◆ **PAGE**:

DTS proposes the interval computation technique in control-flow and data-flow analysis, of which the purpose is to compute the state of DPSM. Defect patterns tell the defect patterns analysis engine how to model the environment and the effects of library and system call. If a DPSM is transited to an error state, then a defect is reported by DTS. Since the static analysis tools would produce the false positives, the IPs reported by DTS are reviewed by our testing team.

Fig. 4
figure 4

DTS’s architecture

Fig. 5
figure 5

Feature vector construction

4.2 Data preparation

The four evaluated projects are originally analyzed statically by DTS, and then, the reported IPs are inspected manually by the developers in order to obtain the result of each IP being either actionable or unactionable. After that, the information of the variable causing a potential NPD defect is received from the reporting log of each IP and is parsed based on the source code files, which is fully explained in Sect. 3.

◆ **WHAT YOU WILL DO**:
1. Copy the entries word for word, starting with their first line and ending with the line that contains "column 625, row 396", with both of those lines included and the pictures left out.
2. Carry on the passage about DTS defect analysis, picking up right after its last sentence.
The passage about DTS defect analysis and the entries after it are unrelated material.

◆ **PROVIDED DATA**:
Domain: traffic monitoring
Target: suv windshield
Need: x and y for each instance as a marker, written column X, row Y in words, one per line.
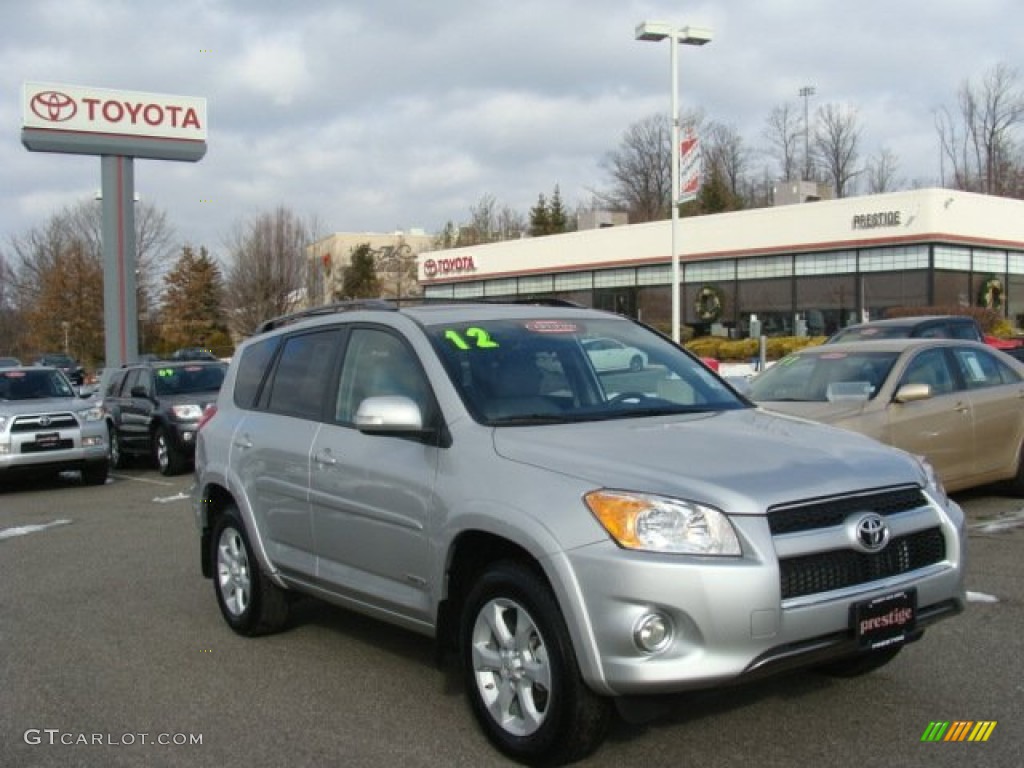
column 33, row 385
column 541, row 371
column 189, row 379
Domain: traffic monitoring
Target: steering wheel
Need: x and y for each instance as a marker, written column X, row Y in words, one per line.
column 625, row 396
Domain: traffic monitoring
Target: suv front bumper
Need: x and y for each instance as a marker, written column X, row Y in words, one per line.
column 727, row 615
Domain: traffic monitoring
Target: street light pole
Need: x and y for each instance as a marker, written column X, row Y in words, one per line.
column 654, row 32
column 807, row 91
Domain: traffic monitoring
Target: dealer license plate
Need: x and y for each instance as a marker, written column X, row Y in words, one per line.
column 886, row 621
column 47, row 440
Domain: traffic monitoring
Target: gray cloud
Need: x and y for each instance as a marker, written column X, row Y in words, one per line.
column 402, row 114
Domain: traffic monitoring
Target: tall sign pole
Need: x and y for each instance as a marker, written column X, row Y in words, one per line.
column 118, row 126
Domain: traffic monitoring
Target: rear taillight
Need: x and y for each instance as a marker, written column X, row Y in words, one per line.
column 208, row 413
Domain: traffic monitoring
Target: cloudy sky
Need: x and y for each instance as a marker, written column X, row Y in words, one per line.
column 384, row 115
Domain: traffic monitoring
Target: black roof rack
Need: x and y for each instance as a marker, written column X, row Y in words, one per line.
column 393, row 305
column 338, row 306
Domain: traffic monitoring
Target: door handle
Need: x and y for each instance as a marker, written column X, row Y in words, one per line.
column 325, row 459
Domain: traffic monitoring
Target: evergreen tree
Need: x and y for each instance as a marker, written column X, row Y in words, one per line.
column 360, row 276
column 557, row 219
column 540, row 220
column 192, row 308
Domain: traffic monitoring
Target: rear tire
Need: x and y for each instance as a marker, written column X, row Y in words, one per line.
column 250, row 602
column 169, row 458
column 520, row 671
column 860, row 665
column 1016, row 484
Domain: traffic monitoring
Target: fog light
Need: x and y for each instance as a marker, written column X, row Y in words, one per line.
column 652, row 633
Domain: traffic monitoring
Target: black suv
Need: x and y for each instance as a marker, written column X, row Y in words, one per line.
column 65, row 363
column 153, row 409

◆ **ANSWERS TO THE TASKS**:
1.
Domain: traffic monitoring
Target: suv windshield
Need: x and y for each instance as a marker, written column X, row Y in words, one per line.
column 33, row 385
column 541, row 371
column 189, row 379
Domain: traffic monitoring
Target: steering wheel
Need: x and y for each instance as a marker, written column X, row Y in words, one per line.
column 625, row 396

2.
4.3 Feature vector construction

As is described in Sect. 3, the feature vector is a mapping between each reported IP and the VCs we designed, and the construction process shown in Fig. 3 can be represented according to the following mapping function:

$$\begin{aligned} \mathbb {IP} \longmapsto \mathbb {FV} = \left( \mathbb {VC}, R\left( \mathbb {IP}\right) \right) \end{aligned}$$
(1)

where \(\mathbb {IP}\) is the inspection point reported by DTS, \(\mathbb {FV}\) is the mapped feature vector via Eq. (1), \(\mathbb {VC}\) is a list of integer numbers denoting the value of the 21 variable characteristics calculated from \(\mathbb {IP}\), and \(R\left( \mathbb {IP}\right) \) is the manual inspection result of \(\mathbb {IP}\). The identification rule of \(R\left( \mathbb {IP}\right) \) is defined below:

$$\begin{aligned} R(\mathbb {IP})=\left\{ \begin{array}{ll} \mathbf TRUE , &{}\quad \text{ if } \mathbb {IP} \text{ is } \text{ actionable; } \\ \mathbf FALSE , &{}\quad \text{ otherwise. } \\ \end{array} \right. \end{aligned}$$
(2)

Figure 5 demonstrates an example of constructing a feature vector from the code in Fig. 2. The upper left corner of the figure is the source code lines of the related variable obtained from the IP’s reporting log in the upper right corner. The ellipsis in the sample feature vector represent the variable characteristics that value 0. Detailed mapping process can be referred in Sect. 3.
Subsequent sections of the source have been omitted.